■ **Exercise instructions**:
Begin at the line that contains "Exercise. For every instance of the field" and stop after the line that contains "<point>282,38</point>". Reproduce those lines with "thickest part" swapped for "widest part" and everything else left unchanged.

* Start Dataset content *

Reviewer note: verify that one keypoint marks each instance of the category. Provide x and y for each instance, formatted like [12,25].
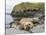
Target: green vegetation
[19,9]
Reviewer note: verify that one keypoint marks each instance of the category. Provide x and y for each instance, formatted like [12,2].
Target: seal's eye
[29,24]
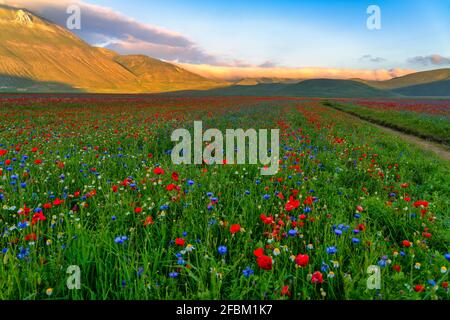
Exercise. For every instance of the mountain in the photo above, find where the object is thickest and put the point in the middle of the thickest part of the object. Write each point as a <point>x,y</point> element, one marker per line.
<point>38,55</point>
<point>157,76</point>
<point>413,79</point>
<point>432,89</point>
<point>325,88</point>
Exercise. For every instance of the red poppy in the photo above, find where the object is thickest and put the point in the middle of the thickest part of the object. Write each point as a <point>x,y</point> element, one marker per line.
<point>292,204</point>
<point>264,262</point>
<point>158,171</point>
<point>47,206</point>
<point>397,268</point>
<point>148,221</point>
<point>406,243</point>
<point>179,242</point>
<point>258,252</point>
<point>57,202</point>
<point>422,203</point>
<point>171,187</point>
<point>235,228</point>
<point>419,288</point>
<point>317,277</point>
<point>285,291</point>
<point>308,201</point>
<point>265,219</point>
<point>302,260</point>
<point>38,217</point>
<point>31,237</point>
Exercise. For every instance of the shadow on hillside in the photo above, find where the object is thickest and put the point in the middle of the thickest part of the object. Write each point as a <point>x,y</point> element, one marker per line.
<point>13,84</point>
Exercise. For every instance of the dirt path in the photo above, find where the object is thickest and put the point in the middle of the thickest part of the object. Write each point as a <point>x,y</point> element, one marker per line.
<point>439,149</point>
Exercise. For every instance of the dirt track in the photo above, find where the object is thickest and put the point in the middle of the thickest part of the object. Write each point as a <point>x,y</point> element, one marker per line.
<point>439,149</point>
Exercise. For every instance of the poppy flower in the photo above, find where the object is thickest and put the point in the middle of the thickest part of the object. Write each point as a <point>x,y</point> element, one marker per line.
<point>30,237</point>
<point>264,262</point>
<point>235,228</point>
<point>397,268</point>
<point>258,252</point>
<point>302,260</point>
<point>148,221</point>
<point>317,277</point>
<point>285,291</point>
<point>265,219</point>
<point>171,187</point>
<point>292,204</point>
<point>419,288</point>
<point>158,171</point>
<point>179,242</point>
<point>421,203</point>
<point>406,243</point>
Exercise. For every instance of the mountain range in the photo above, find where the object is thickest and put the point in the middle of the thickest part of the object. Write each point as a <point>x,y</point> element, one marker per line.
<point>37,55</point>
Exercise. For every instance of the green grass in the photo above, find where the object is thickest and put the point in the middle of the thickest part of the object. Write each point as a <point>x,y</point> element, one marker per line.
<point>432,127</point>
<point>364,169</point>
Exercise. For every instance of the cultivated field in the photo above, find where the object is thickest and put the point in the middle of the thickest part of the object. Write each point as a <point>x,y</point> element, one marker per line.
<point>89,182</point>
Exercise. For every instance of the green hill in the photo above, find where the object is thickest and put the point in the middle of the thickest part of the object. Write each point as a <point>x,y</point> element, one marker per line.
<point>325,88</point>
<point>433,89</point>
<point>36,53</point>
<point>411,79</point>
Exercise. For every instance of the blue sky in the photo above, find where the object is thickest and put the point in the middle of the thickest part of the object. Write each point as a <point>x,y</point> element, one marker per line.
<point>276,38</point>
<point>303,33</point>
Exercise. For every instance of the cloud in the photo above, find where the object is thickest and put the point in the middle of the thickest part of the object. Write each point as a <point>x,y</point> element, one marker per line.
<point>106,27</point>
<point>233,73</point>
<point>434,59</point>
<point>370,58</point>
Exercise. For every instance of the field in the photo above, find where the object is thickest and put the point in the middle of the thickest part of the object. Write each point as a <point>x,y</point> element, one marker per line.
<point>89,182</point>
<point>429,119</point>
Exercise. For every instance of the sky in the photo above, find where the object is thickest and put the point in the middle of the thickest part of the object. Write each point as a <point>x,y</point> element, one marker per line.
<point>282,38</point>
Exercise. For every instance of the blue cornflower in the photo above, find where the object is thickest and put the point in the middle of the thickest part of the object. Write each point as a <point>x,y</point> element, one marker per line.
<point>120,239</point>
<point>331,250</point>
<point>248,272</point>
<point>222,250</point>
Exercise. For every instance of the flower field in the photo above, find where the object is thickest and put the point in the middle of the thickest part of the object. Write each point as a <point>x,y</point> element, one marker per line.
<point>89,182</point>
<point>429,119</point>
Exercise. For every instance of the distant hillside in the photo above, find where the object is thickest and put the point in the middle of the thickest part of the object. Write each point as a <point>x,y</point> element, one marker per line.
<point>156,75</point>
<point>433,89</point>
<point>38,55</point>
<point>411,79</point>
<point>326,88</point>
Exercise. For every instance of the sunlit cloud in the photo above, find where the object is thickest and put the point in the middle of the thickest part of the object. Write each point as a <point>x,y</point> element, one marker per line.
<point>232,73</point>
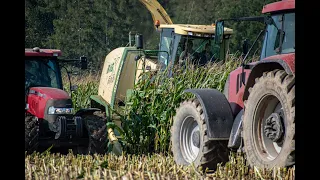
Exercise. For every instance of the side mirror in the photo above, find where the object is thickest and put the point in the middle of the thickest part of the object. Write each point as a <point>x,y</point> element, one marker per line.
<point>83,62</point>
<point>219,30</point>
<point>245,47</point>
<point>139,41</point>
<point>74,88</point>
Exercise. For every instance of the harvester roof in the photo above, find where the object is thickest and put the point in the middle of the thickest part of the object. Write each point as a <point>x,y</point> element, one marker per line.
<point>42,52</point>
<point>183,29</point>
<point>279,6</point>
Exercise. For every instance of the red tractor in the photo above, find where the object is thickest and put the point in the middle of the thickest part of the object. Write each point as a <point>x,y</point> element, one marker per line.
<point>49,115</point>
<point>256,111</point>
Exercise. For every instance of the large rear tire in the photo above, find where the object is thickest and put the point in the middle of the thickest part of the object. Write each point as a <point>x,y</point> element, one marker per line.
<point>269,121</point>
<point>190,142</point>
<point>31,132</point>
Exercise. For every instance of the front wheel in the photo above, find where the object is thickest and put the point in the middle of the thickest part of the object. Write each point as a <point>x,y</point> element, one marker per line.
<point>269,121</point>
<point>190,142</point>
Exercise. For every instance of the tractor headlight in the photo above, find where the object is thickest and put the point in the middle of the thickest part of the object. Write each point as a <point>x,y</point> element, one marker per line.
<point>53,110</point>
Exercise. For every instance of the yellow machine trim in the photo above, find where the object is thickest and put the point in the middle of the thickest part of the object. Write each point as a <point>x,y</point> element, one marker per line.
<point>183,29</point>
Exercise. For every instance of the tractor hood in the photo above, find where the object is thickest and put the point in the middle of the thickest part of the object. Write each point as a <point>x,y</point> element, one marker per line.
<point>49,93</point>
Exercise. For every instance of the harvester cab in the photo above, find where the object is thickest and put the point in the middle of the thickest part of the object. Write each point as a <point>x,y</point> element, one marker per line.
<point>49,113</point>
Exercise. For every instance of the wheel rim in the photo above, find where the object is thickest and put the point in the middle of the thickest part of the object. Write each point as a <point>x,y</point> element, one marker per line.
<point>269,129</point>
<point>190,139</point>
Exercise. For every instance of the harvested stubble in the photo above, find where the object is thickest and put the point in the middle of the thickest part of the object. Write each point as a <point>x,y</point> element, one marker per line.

* End Dataset content *

■ **Solution to the exercise**:
Exercise. For every instance of the field in the photo above, find where the object is thickest and put the point in the middle of the widest part of the object. Write each point as a <point>x,y</point> element, one marker per line.
<point>89,182</point>
<point>429,119</point>
Exercise. For every instance of the sky in the photo above, find where the object is thickest and put the point in the middle of the widest part of the object. Write each point as a <point>x,y</point> element, one marker per line.
<point>282,38</point>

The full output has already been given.